Task to carry out => Set down the whole listing that follows, precisely as written.

Source material =>
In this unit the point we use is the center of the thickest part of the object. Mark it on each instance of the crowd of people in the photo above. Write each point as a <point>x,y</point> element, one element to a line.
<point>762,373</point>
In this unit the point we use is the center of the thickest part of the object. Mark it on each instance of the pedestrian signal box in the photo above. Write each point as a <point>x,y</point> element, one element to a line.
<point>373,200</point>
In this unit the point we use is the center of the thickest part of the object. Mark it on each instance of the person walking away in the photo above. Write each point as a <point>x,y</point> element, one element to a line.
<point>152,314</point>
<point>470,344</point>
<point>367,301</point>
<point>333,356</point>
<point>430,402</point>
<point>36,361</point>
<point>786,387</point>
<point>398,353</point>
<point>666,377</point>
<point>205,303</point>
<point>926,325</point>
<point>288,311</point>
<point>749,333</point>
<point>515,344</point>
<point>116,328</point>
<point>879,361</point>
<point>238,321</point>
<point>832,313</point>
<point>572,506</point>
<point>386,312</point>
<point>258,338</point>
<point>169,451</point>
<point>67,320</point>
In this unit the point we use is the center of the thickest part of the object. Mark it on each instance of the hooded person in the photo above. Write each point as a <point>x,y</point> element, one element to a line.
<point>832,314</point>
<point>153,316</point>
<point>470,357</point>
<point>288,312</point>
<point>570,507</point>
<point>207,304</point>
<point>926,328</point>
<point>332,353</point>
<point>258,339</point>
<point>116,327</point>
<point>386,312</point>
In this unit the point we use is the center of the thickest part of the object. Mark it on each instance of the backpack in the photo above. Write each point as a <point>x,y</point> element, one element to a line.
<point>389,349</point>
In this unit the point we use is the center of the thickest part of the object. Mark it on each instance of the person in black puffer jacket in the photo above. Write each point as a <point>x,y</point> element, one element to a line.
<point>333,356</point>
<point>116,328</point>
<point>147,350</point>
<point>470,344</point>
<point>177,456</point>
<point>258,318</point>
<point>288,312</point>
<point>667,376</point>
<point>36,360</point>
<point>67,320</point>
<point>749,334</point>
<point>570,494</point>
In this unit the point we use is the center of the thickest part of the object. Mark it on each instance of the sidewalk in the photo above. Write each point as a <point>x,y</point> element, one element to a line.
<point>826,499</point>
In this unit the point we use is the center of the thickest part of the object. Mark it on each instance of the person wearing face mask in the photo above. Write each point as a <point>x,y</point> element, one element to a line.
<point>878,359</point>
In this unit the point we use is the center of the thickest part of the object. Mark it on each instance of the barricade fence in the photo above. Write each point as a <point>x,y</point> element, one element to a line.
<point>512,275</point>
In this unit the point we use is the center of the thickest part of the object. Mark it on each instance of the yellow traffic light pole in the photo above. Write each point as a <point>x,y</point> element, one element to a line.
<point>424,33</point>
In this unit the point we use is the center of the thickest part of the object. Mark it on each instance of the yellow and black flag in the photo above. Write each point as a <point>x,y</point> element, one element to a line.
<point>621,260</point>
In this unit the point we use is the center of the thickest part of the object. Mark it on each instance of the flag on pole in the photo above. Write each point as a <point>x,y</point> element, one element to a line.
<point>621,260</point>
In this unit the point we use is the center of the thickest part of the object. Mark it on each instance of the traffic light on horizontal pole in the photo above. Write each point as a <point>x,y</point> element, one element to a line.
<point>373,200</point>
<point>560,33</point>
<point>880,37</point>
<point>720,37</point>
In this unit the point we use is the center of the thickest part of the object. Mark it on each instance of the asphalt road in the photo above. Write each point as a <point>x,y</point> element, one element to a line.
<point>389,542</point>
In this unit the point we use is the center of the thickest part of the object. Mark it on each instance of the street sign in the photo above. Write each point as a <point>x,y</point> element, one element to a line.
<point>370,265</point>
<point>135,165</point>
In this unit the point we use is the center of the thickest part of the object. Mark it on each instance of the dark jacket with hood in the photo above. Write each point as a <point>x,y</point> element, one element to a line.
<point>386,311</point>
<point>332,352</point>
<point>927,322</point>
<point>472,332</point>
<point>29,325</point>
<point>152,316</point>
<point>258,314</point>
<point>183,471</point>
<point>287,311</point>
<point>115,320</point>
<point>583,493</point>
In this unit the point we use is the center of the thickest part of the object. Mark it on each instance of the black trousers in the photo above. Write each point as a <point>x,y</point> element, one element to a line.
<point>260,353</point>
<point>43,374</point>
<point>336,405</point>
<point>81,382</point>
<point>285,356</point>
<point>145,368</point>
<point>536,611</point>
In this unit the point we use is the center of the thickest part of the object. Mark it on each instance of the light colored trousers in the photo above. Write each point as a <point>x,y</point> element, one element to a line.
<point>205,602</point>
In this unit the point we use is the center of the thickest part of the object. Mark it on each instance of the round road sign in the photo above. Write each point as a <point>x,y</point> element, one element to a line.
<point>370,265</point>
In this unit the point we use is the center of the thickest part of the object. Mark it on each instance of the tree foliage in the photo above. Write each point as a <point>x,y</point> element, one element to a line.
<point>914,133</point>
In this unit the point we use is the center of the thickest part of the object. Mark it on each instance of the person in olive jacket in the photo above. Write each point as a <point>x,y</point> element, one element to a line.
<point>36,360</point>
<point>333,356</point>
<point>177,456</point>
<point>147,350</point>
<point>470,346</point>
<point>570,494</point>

Answer section =>
In this unit the point we use is the center of the thickest part of the object. Mark it on each instance of the crowd of people in the photo above. Write each point as a <point>x,y</point> element, one element to a line.
<point>762,373</point>
In this unit the point we use is the center of the thickest part of the object. Mark it on each instance of the pedestrian signal box in the photo above. Write each point as a <point>x,y</point> element, one element to a line.
<point>373,200</point>
In this unit the point we use is the center of the thickest part of the object. Mark it on each instance of the person walking away in the photo above. Write each point as a <point>x,y</point> element, one element to a line.
<point>152,314</point>
<point>470,344</point>
<point>367,301</point>
<point>333,356</point>
<point>430,402</point>
<point>36,361</point>
<point>786,387</point>
<point>398,353</point>
<point>666,377</point>
<point>205,303</point>
<point>926,325</point>
<point>288,311</point>
<point>749,333</point>
<point>515,344</point>
<point>116,328</point>
<point>879,361</point>
<point>238,321</point>
<point>832,313</point>
<point>572,506</point>
<point>386,312</point>
<point>258,338</point>
<point>169,451</point>
<point>67,320</point>
In this unit the point we use is the center of the thickest part of the object. Mark it on each instance of the hooded person in the photo above. Write each point as a <point>x,y</point> element, one element to a line.
<point>832,314</point>
<point>153,316</point>
<point>470,357</point>
<point>288,312</point>
<point>570,507</point>
<point>207,304</point>
<point>926,328</point>
<point>332,353</point>
<point>258,339</point>
<point>116,327</point>
<point>386,312</point>
In this unit the point we use is the center of the thickest part of the object. Mark it on each instance of the backpack in the photo above. Write each point as a <point>x,y</point> element, one element to a line.
<point>389,349</point>
In this unit the point we use is the center of the thickest part of the object. Mark it on each instance of the person in black puffer jacket in the photo above. Write each point as a <point>x,y</point> element, one element to a line.
<point>333,356</point>
<point>116,328</point>
<point>147,350</point>
<point>470,344</point>
<point>177,456</point>
<point>258,318</point>
<point>288,312</point>
<point>667,376</point>
<point>36,360</point>
<point>67,320</point>
<point>749,334</point>
<point>570,494</point>
In this unit the point we use is the center of the thickest part of the object. Mark it on each instance of the sidewalk in the photo above. Write each point as a <point>x,y</point> element, one element to a line.
<point>826,499</point>
In this unit the point we use is the center of the thickest part of the object. Mark it on each instance of the person wearing face mask in the photo above. Write each point as a <point>x,y</point> element, one element to a line.
<point>878,359</point>
In this unit the point we use is the center of the thickest part of the object. Mark it on each instance of the barricade fence in the photo above. Write each point as a <point>x,y</point> element, one element to a line.
<point>512,275</point>
In this unit the point we use is the center of the thickest part of the object. Mark it on each instance of the yellow traffic light pole in the photo above. Write each point as a <point>x,y</point> element, one element to a line.
<point>424,33</point>
In this unit the point we use is the center of the thickest part of the object. Mark it on each instance of the yellow and black flag in the photo above. Write each point as a <point>x,y</point> element, one element to a line.
<point>621,260</point>
In this unit the point we use is the center of the thickest part of the object. Mark it on each instance of the flag on pole in the photo above. Write each point as a <point>x,y</point> element, one element to a line.
<point>621,260</point>
In this unit the point we use is the center of the thickest part of the object. Mark it on each instance of the traffic light on horizontal pole in the photo above. Write each point as a <point>x,y</point> element, one element to a line.
<point>373,200</point>
<point>560,33</point>
<point>880,37</point>
<point>720,37</point>
In this unit the point we use is the center of the thickest part of the object. Mark it on each instance of the asphalt road in the photo above. Write each point as a <point>x,y</point> element, one element to a line.
<point>389,542</point>
In this unit the point we use is the center of the thickest part of the object. Mark it on each instance of the street sign in the photo above. Write each point as a <point>x,y</point> element, one element to a line.
<point>370,265</point>
<point>135,165</point>
In this unit the point we use is the center of the thickest part of the object. Mark it on each instance of the dark jacket with hood in the photo above. Write each point as a <point>x,y</point> element, one element to a line.
<point>386,311</point>
<point>332,352</point>
<point>927,322</point>
<point>472,332</point>
<point>29,325</point>
<point>152,316</point>
<point>258,314</point>
<point>183,471</point>
<point>287,311</point>
<point>115,320</point>
<point>583,493</point>
In this unit the point we use is the center of the thickest part of the object. Mark it on each instance of the black trousers in the photo above. Write each point as a <point>x,y</point> element, one element to a line.
<point>260,353</point>
<point>43,374</point>
<point>336,405</point>
<point>81,382</point>
<point>285,356</point>
<point>145,368</point>
<point>536,611</point>
In this unit the point we use is the center of the thickest part of the object. Mark it on each instance of the light colored trousers in the photo above. Write each point as a <point>x,y</point> element, one element to a line.
<point>205,602</point>
In this unit the point we use is the center of the thickest part of the object. Mark it on each instance of the round road sign in the photo above. Write each point as a <point>x,y</point> element, one element to a line.
<point>370,265</point>
In this unit the point we use is the center of the thickest part of the object. Mark it on each instance of the tree foliage in the photo above. Write each point as a <point>x,y</point> element, one element to a line.
<point>914,133</point>
In this unit the point we use is the center of the thickest part of the object. Mark it on each instance of the person in olive jacket in the photo above. Write each point as a <point>x,y</point> element, one element to a line.
<point>36,360</point>
<point>333,356</point>
<point>177,456</point>
<point>147,350</point>
<point>470,346</point>
<point>570,494</point>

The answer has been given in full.